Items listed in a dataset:

※

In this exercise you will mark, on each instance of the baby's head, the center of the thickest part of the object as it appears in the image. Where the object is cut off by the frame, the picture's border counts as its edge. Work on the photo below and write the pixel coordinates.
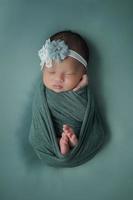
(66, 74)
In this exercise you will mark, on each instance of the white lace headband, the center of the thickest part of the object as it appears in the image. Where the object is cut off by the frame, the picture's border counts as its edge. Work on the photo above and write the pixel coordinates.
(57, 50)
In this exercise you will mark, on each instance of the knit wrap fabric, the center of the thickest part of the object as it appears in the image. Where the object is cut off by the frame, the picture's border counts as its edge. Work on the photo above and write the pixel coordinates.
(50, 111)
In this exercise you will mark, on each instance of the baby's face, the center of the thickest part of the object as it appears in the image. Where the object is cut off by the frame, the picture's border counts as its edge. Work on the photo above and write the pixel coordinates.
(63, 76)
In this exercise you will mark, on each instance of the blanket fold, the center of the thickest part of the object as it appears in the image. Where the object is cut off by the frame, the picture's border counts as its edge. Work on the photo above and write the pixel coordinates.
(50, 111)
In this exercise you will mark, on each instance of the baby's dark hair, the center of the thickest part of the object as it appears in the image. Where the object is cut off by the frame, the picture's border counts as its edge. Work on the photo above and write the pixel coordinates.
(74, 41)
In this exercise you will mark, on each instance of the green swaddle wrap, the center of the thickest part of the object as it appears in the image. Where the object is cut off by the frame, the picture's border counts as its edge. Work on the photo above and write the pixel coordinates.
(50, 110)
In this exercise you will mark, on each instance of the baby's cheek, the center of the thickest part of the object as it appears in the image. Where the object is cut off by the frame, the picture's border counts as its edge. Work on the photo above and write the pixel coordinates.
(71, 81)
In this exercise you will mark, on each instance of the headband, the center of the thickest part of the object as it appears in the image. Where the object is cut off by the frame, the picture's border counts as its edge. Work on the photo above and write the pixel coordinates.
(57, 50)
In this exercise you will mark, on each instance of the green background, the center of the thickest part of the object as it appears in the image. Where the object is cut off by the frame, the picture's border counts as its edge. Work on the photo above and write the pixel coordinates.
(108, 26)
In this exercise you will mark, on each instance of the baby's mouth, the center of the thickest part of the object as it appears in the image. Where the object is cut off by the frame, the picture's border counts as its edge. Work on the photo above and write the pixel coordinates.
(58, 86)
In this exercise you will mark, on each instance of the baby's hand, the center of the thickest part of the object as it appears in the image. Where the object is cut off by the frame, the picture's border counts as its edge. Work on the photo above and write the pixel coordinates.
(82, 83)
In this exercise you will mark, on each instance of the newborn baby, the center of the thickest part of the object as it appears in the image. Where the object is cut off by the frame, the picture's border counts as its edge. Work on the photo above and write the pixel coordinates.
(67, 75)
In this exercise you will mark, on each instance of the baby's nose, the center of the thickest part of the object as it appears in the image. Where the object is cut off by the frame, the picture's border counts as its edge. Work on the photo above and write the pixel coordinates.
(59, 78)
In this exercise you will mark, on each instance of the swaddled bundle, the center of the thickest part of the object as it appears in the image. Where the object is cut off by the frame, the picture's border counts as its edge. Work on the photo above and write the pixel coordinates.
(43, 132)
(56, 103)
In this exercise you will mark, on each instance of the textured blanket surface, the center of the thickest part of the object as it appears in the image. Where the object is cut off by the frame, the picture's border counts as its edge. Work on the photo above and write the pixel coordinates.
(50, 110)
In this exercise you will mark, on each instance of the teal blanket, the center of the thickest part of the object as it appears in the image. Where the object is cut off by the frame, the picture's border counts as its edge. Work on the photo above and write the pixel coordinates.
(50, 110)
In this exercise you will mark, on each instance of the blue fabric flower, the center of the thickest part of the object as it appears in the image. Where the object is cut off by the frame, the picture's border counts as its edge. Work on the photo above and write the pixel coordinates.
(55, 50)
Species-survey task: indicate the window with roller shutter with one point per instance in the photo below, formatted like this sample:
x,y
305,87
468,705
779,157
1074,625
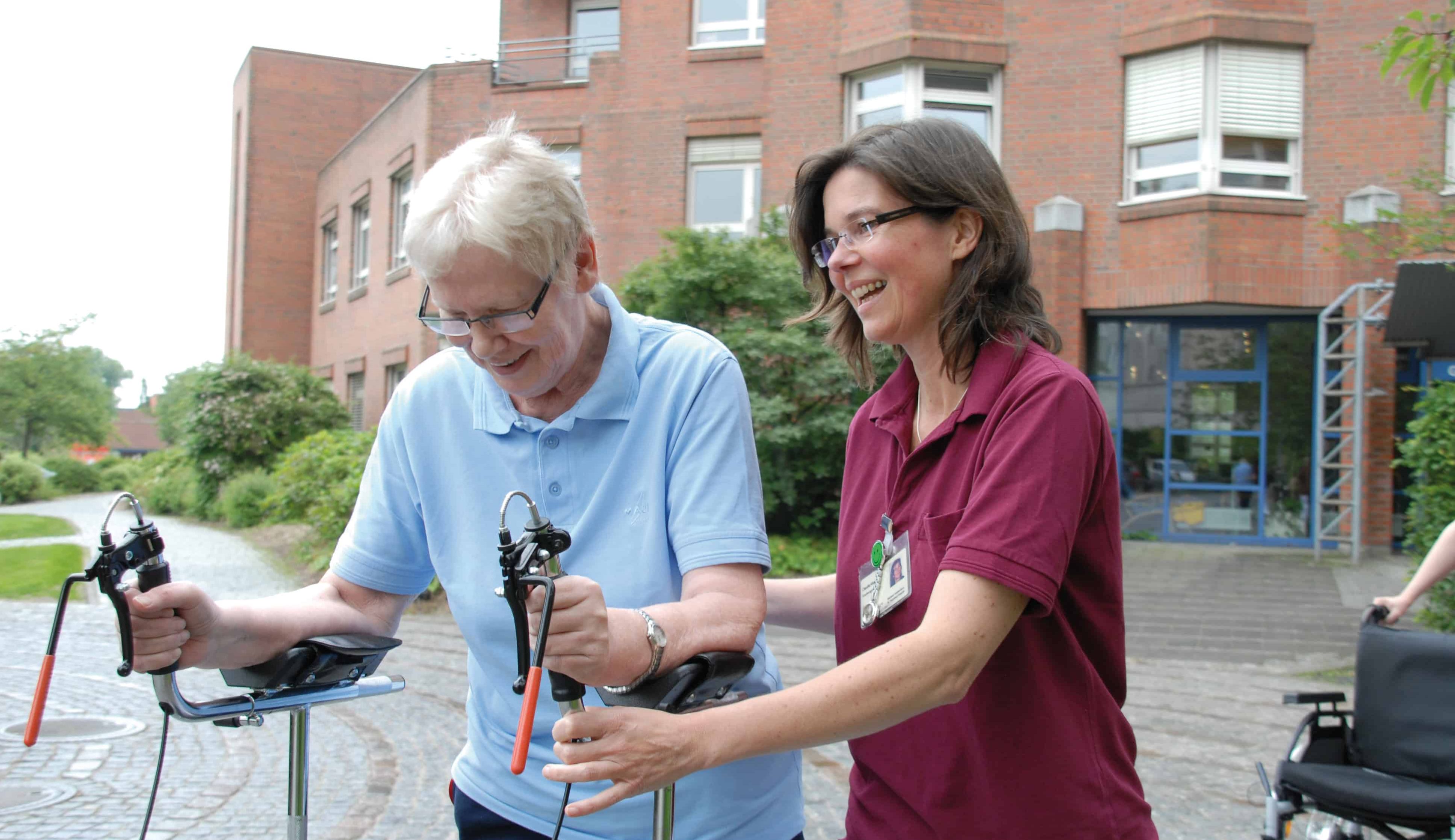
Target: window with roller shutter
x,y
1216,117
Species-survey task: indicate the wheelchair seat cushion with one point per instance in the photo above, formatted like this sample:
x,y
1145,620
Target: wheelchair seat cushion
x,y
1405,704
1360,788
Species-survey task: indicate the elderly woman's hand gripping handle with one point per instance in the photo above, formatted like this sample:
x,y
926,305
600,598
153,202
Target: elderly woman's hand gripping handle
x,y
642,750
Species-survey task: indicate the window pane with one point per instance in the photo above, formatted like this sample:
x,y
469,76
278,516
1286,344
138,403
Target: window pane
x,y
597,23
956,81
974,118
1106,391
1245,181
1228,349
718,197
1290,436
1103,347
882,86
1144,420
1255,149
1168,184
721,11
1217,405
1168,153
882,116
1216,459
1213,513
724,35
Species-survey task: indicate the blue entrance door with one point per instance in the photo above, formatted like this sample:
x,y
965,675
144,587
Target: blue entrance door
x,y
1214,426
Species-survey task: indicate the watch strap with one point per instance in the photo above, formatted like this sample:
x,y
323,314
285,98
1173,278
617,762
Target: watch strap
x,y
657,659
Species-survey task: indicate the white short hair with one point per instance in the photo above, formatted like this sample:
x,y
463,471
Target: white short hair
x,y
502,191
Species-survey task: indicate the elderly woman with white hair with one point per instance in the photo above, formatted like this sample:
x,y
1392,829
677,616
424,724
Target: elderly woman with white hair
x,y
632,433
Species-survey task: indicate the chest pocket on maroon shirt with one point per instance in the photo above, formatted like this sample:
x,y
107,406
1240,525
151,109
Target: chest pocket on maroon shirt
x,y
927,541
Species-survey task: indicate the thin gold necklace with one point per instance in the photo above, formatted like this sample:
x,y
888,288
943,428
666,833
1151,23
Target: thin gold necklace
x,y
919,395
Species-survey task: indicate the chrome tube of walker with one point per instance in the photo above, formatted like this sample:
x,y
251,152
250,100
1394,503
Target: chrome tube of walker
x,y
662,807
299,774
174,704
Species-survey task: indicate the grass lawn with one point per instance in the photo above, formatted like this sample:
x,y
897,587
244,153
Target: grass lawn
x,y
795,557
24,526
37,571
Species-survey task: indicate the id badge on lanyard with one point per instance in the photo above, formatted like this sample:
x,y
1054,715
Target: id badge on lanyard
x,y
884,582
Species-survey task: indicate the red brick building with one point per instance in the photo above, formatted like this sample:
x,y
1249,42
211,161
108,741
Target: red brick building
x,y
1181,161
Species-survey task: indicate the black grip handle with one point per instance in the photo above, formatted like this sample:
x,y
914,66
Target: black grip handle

※

PROBLEM:
Out of the preceding entries, pull each line that contains the word "black".

RESPONSE TO THE EXERCISE:
Species-survey task: indicate the black grip handle with one point per instance in the photo above, formatted like this sample:
Target: black grip handle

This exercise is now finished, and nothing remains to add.